## [Task to carry out]
Pull every line holding the word "below" out of the data and copy it.

## [The data]
════

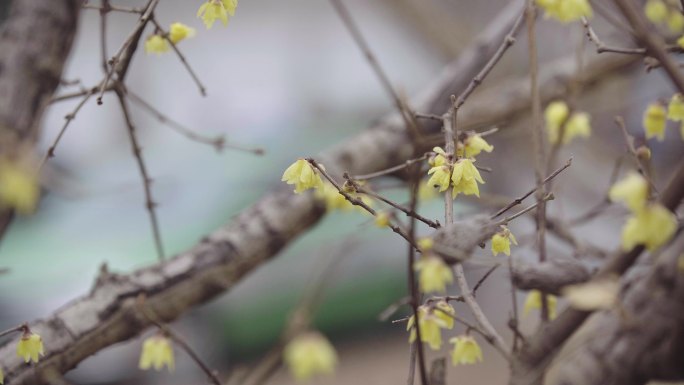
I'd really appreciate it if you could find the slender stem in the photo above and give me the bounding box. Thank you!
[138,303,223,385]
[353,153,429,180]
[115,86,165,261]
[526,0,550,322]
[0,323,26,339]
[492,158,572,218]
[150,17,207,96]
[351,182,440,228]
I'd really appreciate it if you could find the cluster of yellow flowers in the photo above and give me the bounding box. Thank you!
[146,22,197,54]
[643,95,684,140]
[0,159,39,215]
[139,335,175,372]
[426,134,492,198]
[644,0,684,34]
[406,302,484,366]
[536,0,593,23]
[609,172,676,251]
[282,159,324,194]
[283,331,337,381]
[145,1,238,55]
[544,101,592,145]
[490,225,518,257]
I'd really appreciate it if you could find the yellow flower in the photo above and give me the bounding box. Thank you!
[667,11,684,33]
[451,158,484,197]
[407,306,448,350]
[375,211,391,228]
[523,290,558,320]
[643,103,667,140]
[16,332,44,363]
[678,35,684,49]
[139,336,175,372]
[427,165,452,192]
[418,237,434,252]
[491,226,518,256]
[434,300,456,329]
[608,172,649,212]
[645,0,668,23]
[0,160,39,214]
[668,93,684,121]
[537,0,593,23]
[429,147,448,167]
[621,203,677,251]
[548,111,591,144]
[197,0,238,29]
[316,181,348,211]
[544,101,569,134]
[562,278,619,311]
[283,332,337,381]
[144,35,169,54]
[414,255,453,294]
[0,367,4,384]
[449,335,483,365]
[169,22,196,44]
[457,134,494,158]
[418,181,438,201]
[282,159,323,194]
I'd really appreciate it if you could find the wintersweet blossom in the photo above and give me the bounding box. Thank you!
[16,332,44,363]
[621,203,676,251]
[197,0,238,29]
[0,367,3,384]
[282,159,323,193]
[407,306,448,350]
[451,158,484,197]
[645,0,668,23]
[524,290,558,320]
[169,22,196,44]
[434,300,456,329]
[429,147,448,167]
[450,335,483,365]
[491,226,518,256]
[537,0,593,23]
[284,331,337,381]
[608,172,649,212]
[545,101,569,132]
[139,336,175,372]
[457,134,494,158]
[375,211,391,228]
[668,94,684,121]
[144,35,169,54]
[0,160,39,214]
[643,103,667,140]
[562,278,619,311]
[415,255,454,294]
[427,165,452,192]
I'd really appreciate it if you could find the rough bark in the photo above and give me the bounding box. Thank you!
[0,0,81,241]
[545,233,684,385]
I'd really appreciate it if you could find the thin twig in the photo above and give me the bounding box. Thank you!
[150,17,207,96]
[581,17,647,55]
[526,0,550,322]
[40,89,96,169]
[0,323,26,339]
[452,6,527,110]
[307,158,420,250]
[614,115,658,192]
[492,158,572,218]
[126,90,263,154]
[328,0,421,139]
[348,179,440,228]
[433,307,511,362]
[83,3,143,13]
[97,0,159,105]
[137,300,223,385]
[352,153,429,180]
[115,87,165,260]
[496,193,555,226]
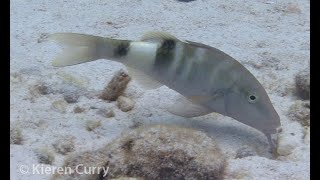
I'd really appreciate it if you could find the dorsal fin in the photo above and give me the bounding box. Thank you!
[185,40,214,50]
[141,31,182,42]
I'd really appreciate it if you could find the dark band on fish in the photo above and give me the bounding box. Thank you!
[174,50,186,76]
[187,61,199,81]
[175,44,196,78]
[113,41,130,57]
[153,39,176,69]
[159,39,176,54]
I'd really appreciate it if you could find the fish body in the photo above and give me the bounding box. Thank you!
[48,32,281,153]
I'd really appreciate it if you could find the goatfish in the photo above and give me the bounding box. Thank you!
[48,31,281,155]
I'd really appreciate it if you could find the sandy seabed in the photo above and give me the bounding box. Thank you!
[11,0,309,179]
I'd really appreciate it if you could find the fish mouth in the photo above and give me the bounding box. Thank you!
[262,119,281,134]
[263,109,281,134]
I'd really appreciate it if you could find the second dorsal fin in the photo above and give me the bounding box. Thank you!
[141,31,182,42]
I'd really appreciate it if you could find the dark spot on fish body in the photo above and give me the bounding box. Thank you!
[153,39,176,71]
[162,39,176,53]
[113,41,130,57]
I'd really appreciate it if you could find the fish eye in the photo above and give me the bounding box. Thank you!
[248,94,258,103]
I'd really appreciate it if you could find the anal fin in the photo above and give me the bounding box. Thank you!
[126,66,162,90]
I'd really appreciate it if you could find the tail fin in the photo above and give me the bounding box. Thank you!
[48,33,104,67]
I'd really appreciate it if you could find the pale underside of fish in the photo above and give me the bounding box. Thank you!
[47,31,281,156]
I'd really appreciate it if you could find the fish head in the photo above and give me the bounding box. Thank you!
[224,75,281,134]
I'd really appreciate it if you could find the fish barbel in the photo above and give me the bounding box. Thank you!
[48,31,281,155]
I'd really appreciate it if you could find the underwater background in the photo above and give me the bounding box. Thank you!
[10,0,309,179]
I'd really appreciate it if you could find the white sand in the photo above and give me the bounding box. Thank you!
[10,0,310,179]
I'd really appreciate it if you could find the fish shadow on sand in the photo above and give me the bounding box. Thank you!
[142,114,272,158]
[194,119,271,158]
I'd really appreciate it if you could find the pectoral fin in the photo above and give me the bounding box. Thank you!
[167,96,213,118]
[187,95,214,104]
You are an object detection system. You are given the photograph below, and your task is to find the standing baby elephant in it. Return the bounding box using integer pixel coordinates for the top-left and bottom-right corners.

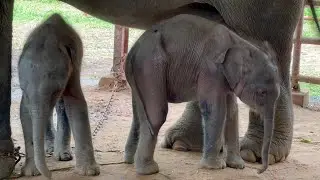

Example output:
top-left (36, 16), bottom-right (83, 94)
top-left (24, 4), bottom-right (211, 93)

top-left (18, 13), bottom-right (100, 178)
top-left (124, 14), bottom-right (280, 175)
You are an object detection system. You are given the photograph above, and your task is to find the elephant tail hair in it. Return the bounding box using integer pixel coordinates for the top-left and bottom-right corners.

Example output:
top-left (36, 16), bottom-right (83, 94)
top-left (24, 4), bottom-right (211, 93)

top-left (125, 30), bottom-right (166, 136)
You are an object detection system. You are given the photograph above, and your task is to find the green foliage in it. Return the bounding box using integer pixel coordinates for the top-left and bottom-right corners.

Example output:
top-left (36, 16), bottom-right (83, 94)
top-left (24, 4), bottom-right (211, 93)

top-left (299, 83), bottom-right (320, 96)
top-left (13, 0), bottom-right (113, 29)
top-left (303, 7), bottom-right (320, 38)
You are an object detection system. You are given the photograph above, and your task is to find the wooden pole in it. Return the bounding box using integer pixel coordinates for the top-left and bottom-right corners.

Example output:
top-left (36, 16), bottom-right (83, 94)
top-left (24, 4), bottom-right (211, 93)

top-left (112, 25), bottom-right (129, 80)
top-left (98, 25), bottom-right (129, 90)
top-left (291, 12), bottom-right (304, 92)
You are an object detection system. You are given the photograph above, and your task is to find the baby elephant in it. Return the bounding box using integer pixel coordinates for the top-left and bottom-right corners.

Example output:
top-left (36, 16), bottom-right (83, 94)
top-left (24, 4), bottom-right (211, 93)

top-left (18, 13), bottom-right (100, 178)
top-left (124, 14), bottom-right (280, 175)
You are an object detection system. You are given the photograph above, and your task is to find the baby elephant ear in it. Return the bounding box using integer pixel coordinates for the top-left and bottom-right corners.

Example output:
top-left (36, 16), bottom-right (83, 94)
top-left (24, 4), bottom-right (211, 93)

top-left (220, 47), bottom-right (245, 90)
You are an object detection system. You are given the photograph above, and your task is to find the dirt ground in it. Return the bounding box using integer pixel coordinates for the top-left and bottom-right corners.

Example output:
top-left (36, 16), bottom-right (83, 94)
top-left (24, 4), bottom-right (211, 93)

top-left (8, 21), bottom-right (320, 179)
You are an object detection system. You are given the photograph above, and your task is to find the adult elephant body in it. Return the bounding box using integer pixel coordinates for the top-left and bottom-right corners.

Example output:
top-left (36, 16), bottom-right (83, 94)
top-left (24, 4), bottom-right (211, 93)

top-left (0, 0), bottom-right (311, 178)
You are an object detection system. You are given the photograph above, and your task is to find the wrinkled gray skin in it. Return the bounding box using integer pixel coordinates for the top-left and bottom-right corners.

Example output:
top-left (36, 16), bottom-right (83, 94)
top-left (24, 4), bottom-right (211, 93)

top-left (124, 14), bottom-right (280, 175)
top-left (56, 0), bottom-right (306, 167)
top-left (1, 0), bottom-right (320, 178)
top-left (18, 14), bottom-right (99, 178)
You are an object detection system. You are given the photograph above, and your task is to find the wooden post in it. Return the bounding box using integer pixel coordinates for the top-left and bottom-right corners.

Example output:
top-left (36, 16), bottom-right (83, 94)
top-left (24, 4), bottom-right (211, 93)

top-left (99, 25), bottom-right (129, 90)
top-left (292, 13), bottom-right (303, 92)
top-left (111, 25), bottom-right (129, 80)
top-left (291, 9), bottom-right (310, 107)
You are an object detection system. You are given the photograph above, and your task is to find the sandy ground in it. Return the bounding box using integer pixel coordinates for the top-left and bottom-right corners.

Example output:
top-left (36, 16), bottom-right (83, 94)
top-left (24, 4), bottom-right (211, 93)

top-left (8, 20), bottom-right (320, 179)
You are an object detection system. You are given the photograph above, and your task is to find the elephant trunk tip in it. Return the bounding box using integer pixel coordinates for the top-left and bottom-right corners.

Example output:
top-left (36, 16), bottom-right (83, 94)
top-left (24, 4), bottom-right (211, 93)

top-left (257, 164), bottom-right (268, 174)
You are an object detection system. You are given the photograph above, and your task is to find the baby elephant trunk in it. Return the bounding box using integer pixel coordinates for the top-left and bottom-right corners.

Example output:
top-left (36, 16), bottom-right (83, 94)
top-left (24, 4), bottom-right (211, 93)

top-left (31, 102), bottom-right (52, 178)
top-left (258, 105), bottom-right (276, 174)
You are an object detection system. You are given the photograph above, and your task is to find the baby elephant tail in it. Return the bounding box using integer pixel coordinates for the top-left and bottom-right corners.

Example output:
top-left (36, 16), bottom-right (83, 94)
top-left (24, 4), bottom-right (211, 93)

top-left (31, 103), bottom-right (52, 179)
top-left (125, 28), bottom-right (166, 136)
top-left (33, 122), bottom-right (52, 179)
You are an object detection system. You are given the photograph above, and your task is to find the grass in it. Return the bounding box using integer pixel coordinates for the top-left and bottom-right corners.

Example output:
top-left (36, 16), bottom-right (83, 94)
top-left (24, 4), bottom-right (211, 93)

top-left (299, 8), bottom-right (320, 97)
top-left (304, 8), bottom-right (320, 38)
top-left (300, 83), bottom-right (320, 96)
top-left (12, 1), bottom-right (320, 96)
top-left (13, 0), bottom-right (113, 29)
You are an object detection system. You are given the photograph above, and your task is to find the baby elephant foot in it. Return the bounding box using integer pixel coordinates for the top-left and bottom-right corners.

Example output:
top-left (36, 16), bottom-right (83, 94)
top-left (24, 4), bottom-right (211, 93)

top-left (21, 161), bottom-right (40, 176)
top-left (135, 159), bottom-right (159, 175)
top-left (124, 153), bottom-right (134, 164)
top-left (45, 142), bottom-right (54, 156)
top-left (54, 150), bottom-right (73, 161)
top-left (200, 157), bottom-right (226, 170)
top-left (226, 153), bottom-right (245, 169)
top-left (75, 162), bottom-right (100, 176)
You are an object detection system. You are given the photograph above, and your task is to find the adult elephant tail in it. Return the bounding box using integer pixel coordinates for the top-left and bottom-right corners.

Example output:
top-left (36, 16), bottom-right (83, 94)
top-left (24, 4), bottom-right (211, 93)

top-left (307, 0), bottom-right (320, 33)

════

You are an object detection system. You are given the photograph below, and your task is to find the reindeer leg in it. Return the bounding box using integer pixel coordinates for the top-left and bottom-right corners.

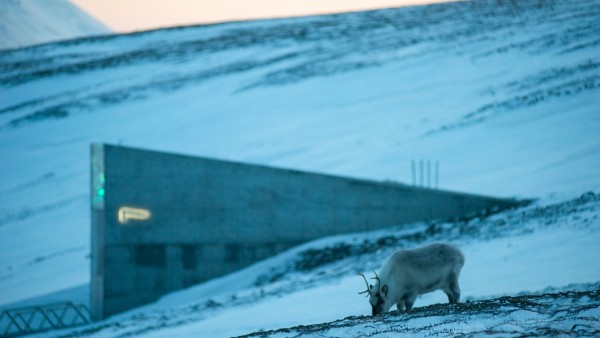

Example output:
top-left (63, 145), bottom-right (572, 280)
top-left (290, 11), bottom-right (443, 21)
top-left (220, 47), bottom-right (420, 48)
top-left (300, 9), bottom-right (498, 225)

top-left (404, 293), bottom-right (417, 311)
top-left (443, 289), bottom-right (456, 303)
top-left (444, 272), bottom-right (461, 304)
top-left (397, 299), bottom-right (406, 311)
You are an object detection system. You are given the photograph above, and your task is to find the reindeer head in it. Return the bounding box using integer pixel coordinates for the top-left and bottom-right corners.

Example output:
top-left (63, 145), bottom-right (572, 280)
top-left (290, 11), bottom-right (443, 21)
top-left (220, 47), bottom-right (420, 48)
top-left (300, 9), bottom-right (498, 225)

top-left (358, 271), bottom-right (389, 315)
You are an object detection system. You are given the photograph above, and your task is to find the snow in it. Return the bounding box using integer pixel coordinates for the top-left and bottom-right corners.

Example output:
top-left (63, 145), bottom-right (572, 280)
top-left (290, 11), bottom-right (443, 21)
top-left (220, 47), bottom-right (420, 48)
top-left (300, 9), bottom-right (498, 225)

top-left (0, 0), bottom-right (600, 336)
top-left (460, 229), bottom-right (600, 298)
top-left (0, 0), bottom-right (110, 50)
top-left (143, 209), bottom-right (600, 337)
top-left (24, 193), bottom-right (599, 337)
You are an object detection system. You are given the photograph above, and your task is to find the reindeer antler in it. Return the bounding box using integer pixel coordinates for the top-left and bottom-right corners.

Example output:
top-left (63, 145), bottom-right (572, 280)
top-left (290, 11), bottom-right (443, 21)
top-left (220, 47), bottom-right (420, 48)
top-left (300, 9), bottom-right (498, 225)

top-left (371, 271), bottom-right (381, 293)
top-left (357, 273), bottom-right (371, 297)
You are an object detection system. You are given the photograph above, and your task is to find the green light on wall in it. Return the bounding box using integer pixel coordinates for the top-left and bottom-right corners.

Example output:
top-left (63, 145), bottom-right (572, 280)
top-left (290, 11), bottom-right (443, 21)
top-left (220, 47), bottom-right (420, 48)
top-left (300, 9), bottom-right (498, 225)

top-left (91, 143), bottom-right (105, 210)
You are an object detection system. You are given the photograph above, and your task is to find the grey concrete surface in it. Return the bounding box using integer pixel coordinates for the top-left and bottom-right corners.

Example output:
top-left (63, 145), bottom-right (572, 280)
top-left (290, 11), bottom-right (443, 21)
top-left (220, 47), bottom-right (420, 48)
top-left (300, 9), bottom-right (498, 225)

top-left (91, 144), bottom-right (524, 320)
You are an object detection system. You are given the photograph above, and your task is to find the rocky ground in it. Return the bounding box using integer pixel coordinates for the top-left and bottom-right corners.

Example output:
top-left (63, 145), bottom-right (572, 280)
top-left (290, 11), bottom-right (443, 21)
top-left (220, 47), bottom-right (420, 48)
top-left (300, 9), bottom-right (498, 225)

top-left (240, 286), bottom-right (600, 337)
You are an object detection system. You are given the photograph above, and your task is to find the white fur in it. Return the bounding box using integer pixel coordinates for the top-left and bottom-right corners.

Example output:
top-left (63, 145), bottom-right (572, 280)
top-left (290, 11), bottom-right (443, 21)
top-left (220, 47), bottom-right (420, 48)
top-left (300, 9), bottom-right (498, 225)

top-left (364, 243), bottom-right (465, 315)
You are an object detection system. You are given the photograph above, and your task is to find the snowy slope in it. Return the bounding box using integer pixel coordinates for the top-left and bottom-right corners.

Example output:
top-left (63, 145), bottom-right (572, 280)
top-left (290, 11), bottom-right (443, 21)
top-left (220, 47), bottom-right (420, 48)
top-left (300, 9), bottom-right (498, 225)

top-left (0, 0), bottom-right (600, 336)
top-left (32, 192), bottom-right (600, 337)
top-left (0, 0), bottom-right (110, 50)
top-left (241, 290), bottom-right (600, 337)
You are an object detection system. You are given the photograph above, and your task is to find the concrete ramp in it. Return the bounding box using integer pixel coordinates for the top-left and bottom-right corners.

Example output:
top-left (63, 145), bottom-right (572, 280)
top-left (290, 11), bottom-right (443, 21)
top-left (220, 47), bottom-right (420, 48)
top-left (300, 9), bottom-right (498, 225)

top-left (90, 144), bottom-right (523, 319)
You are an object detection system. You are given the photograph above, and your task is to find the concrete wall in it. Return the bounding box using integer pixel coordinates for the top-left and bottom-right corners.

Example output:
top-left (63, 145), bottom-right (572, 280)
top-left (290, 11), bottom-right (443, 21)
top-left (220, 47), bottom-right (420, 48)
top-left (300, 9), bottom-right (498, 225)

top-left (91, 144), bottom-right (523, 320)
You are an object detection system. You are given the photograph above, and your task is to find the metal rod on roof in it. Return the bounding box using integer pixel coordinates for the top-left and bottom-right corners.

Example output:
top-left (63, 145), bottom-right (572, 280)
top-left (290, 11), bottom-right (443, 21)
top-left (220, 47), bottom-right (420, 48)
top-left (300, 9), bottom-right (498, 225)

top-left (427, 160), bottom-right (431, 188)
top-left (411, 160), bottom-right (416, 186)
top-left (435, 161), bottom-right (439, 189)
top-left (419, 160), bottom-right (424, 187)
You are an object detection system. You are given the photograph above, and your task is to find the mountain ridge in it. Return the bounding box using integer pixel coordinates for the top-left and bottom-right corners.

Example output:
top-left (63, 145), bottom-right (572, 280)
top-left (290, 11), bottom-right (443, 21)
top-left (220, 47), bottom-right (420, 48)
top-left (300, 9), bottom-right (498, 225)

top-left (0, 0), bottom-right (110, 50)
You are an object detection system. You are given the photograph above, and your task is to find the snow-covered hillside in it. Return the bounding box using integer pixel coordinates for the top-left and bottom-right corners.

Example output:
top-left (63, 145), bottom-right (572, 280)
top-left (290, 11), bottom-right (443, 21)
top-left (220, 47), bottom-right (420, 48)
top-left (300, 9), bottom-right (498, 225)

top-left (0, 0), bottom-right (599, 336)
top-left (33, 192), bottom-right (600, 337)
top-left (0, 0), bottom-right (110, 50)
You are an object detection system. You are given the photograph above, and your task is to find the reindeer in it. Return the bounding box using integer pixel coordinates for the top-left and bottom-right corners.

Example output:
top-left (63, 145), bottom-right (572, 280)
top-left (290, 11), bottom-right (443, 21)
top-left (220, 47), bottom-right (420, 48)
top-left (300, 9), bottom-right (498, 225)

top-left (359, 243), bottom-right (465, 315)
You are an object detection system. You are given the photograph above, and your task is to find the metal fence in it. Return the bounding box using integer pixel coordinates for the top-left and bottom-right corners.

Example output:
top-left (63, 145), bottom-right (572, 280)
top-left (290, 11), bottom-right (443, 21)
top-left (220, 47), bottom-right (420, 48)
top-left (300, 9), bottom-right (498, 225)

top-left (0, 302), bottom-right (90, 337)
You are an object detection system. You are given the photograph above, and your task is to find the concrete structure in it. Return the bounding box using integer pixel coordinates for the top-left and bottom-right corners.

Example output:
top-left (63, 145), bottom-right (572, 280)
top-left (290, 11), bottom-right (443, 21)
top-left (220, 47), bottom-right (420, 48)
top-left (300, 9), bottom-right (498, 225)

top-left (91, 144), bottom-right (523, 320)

════

## [Task solution]
You are an object detection system. You are given the photograph below, and your task is to find the standing baby elephant in it. Return the bounding box using integer pixel coordinates for the top-left and bottom-right corners.
You are an object detection system. You are given the photograph below, and your task is to find the reindeer leg in it. Return the bounding box using integer pixel coordinates for the top-left and bottom-right corners.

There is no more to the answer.